Source data:
* * * * *

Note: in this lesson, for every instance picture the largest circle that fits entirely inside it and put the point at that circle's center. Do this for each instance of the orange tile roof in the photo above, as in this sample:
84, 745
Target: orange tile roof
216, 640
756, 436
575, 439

* * * * *

Could you reproduce all of the entries exactly as they appear?

Note: in this lesson, for every instance picture the largest circle that fits entirely inside it and put the point at that circle's center. Do this for each instance of the orange tile roof in the photo above, as in this sample:
84, 745
Target: orange tile roof
216, 640
756, 436
575, 439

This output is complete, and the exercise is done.